**Brief:** For this exercise, print all of the entries exactly as given.

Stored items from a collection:

━━━━━━━━━━

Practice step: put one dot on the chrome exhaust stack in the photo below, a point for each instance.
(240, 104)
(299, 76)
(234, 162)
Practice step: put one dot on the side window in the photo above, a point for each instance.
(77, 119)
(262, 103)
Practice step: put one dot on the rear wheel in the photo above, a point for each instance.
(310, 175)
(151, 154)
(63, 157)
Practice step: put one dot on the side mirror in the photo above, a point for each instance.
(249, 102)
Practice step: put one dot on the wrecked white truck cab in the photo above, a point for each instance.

━━━━━━━━━━

**Response for this exercise:**
Practice step: put one dot on the chrome exhaust stack in the photo below, a point for each instance.
(240, 104)
(299, 76)
(234, 162)
Practice step: put one dot on the side window in the photo above, a point for each instance.
(77, 119)
(262, 103)
Practice step: put one dot on the rear wheel in the photo above, a point for each instance.
(310, 175)
(151, 154)
(63, 157)
Practice step: put one dot on the side mirror in the photo above, a point for each instance.
(249, 102)
Practice step: put one dot on the wrecked white truck cab in the photo above, a point for each instance.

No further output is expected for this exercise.